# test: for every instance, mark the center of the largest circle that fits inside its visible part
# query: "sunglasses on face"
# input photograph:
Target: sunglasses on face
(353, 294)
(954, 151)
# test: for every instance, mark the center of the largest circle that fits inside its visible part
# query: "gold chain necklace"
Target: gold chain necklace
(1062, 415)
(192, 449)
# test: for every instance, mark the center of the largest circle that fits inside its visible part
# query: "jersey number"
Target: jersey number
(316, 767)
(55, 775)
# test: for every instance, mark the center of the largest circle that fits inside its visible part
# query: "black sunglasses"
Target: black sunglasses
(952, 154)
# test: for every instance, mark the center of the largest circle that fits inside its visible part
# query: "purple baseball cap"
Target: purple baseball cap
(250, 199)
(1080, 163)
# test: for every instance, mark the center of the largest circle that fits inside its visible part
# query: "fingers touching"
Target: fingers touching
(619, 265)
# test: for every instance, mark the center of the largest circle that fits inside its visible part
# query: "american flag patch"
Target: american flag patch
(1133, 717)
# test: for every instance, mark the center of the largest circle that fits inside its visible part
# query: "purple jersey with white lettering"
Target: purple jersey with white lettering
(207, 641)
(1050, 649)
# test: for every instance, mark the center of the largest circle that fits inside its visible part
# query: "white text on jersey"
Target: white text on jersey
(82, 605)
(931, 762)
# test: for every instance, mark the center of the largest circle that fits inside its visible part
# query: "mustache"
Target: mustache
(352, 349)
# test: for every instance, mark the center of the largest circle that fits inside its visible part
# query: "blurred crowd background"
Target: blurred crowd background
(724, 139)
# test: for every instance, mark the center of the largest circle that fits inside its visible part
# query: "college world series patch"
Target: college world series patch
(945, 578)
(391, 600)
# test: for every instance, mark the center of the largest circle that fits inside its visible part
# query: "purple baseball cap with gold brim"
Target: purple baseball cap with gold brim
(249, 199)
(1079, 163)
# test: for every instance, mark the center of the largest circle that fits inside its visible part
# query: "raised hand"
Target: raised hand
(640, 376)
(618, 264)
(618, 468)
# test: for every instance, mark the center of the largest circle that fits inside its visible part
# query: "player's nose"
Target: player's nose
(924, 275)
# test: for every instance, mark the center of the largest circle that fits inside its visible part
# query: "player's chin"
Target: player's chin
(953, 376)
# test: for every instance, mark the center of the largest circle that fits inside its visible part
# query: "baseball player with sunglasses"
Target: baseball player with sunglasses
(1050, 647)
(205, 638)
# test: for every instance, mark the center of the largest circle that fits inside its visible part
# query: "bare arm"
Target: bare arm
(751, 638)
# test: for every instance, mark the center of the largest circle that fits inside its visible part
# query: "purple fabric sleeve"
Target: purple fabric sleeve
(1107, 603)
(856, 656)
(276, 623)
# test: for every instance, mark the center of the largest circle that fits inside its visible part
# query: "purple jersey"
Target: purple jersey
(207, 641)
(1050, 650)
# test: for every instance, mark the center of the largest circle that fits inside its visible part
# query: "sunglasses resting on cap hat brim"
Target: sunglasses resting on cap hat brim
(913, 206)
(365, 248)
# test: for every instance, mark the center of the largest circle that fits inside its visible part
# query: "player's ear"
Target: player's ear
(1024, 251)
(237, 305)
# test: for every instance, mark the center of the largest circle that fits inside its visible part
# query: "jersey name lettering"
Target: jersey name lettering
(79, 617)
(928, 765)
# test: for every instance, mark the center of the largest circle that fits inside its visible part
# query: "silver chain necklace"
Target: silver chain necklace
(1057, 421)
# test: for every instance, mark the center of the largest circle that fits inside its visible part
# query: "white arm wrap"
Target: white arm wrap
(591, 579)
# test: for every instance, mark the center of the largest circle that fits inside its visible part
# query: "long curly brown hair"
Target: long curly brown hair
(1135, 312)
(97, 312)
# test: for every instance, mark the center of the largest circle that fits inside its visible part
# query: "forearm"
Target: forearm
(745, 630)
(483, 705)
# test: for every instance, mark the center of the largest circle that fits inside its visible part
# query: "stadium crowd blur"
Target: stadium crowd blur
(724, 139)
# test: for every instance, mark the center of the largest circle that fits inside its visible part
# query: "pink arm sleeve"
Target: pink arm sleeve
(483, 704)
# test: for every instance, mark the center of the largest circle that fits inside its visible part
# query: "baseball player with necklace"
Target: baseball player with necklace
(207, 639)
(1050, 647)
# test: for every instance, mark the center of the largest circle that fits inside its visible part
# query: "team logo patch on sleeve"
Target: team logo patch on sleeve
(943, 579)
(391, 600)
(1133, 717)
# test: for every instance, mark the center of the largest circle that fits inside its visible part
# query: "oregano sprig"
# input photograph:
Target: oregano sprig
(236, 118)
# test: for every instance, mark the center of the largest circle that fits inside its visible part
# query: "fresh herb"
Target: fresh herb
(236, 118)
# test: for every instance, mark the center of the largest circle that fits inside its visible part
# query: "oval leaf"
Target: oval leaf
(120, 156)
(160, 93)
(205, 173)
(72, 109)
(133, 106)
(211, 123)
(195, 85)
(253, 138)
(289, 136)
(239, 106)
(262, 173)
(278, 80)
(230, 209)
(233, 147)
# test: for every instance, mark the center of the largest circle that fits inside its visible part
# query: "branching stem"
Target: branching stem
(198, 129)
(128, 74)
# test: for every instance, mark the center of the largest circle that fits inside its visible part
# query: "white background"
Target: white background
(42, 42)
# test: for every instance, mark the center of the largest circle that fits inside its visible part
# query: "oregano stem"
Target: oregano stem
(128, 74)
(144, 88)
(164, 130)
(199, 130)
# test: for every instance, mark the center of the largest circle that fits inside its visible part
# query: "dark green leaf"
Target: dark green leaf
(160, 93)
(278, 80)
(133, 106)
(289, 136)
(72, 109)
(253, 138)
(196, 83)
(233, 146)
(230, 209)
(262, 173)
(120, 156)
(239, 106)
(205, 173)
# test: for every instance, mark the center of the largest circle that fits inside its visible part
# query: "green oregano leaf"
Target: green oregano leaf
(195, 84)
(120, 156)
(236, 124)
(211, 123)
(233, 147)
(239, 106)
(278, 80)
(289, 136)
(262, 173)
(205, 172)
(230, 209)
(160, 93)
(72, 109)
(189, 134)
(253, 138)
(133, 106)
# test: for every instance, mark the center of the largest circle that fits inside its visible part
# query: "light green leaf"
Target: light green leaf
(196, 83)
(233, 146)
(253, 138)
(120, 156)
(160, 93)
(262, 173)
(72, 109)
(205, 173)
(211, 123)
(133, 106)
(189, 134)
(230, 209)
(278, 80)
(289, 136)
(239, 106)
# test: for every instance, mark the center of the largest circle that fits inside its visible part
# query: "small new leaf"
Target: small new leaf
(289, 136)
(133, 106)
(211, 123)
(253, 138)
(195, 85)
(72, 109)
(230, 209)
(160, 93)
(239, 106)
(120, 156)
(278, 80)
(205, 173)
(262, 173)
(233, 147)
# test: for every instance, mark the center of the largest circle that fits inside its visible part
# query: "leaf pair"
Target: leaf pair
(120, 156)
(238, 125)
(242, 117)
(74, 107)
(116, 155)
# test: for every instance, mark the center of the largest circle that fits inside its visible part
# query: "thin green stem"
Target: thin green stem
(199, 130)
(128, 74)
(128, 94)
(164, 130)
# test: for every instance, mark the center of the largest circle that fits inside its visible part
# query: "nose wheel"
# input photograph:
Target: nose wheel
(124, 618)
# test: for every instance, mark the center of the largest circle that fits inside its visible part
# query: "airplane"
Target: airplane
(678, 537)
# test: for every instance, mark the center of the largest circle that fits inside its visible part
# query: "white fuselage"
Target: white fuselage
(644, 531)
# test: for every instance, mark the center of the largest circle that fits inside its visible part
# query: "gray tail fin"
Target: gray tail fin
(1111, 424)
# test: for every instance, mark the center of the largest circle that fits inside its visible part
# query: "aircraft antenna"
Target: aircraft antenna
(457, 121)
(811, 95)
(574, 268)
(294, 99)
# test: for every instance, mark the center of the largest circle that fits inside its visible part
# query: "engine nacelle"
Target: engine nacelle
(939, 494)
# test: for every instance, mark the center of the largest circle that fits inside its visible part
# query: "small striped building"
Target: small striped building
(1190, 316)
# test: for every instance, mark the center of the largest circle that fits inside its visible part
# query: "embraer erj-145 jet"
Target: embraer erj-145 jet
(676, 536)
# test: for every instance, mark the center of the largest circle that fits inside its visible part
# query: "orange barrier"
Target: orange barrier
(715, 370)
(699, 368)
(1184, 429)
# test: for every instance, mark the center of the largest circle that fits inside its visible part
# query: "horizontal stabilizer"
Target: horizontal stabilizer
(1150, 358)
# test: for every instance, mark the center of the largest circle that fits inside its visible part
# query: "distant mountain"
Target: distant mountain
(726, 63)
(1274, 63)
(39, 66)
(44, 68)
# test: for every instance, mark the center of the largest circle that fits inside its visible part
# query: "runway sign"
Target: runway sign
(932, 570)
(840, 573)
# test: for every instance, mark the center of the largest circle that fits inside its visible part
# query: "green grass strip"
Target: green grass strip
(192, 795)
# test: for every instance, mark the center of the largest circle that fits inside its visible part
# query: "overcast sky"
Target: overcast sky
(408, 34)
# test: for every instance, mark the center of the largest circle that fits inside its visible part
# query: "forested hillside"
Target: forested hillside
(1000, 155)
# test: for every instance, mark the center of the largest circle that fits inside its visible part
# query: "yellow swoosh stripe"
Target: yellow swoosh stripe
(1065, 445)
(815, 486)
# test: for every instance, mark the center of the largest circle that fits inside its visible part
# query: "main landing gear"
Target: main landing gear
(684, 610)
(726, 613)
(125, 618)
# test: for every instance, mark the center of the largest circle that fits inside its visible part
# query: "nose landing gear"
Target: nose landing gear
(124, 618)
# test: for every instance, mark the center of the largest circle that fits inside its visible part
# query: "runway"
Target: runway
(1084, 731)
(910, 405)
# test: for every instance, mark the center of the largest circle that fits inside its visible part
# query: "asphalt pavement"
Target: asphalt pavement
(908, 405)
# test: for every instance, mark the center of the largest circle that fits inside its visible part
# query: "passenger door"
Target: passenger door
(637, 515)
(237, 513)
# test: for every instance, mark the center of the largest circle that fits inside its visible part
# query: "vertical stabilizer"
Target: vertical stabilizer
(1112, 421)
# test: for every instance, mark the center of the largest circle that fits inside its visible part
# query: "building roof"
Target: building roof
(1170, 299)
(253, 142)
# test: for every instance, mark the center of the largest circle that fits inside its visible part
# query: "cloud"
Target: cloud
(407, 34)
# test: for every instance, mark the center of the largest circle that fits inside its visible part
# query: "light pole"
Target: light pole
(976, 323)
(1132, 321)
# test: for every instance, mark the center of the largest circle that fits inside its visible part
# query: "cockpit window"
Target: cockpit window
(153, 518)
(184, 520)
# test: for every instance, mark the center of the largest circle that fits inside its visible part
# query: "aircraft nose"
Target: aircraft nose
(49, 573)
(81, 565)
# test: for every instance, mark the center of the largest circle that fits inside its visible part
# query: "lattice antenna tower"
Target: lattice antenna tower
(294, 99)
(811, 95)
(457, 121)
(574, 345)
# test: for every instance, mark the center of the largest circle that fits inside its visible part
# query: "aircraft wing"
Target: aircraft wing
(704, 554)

::::

→ **DIRECTIONS**:
From the line containing "Target: vertical stabilizer" through the last line of the entries above, print each line exactly as it stands.

→ **ANSWER FOR THE TASK**:
Target: vertical stabilizer
(1112, 421)
# test: for every instance, mark the center of the largest circle that fits inside its visible part
# query: "building roof"
Target: building roof
(1170, 299)
(253, 142)
# test: for every instance, mark the center of the largest circle that fits inside its visible part
# query: "cloud"
Target: cloud
(407, 34)
# test: for every instance, mark the center of the largest circle that fits inside its visible part
# query: "light pole"
Target: light pole
(976, 323)
(1132, 321)
# test: for every instance, mark the center of the largest circle that fits inside its visible part
# query: "cockpit window"
Target: cockpit window
(153, 518)
(184, 520)
# test: for every instance, mark the center of the largest circle that fits inside its visible part
# query: "aircraft nose"
Target: aircraft nose
(49, 573)
(81, 565)
# test: for every instance, mark the center of the largest circle that fits inside its visible part
# query: "lattice antenna tower"
Target: lattice antenna tower
(294, 99)
(811, 95)
(457, 121)
(574, 345)
# test: for every instance, mark the center of the largest circle that fits inside its visible part
# query: "aircraft wing"
Target: aircraft wing
(704, 554)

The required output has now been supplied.